PROVIDED INFORMATION
● ● ● ●
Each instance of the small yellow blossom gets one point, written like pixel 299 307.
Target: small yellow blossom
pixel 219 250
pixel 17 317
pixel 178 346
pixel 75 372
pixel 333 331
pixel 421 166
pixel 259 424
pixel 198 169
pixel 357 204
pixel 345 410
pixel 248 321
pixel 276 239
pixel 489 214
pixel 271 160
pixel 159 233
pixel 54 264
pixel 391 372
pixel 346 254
● ● ● ●
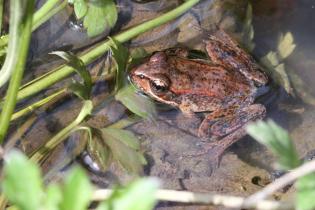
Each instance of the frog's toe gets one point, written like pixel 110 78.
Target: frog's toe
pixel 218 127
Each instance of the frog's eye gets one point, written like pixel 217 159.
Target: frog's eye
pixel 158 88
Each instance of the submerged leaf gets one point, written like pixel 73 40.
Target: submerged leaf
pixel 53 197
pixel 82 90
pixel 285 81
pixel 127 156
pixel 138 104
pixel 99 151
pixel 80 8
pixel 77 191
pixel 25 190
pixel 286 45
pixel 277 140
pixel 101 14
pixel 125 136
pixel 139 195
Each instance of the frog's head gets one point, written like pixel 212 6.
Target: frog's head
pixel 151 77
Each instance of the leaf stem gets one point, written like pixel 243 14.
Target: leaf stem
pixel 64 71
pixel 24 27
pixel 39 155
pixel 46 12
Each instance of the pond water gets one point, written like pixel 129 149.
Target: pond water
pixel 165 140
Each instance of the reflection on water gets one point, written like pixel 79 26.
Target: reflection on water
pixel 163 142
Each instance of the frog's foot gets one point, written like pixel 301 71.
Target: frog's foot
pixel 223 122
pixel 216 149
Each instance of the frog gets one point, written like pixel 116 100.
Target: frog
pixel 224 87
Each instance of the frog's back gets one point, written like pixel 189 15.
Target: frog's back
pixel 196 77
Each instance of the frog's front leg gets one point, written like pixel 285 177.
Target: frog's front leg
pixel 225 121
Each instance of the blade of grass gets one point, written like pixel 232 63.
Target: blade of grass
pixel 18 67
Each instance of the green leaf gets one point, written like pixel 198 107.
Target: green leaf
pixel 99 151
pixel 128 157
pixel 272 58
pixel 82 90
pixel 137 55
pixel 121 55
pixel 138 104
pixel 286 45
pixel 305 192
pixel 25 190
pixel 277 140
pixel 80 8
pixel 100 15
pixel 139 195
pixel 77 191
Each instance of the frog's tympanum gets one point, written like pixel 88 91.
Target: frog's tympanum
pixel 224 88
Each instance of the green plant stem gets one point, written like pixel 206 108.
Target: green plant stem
● ● ● ●
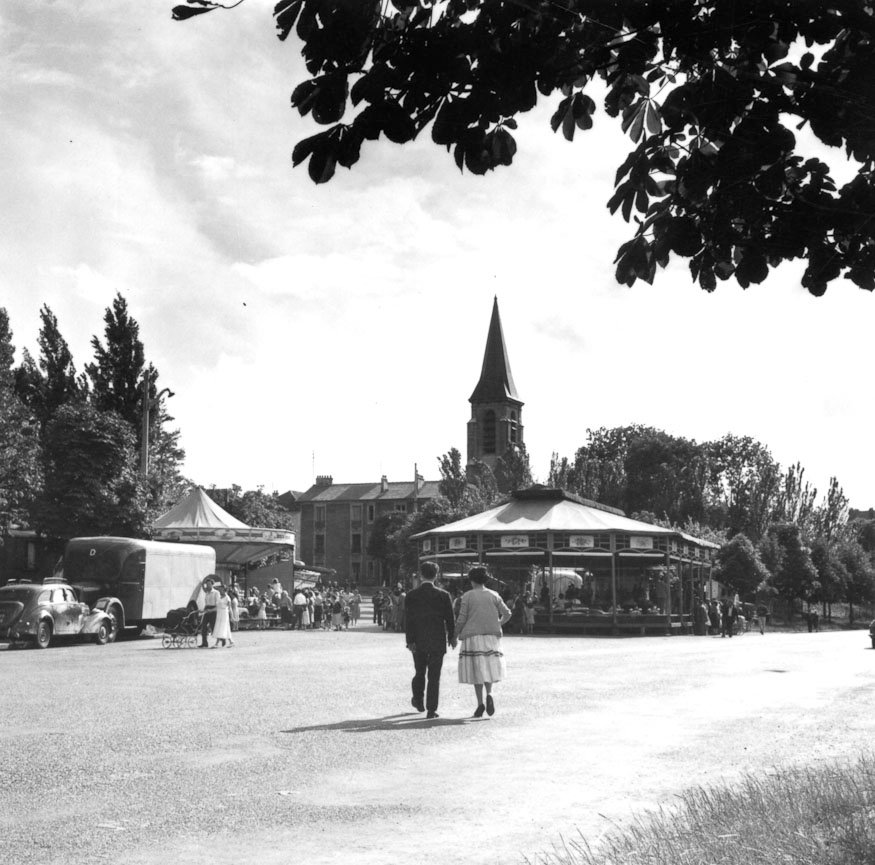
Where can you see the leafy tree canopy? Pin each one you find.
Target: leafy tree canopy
● ● ● ●
WORK TO BE COMPLETED
Render the lines of the entries above as a numbered list, from the line with "Each instance of the frog's back" up to and including the line with "pixel 224 88", leaving out any blank lines.

SOLUTION BELOW
1. Each instance of the frog's back gets one point, written like pixel 189 15.
2. Target: frog's back
3. pixel 196 77
4. Each instance of the frog's front leg gets one point, written like pixel 285 177.
5. Target: frog's front leg
6. pixel 225 121
7. Each instance of the blade of grass gets one point, written like pixel 232 63.
8. Target: blade of grass
9. pixel 18 67
10. Each instance of the green leaf gets one point, written like pixel 198 107.
11. Target: green leaf
12. pixel 99 151
13. pixel 128 157
14. pixel 272 58
15. pixel 82 90
16. pixel 137 55
17. pixel 121 55
18. pixel 138 104
19. pixel 286 45
20. pixel 305 192
21. pixel 25 190
22. pixel 277 140
23. pixel 80 8
24. pixel 100 15
25. pixel 139 195
26. pixel 77 191
27. Each instance of the frog's tympanum gets one point, written like pixel 88 91.
28. Target: frog's tympanum
29. pixel 224 88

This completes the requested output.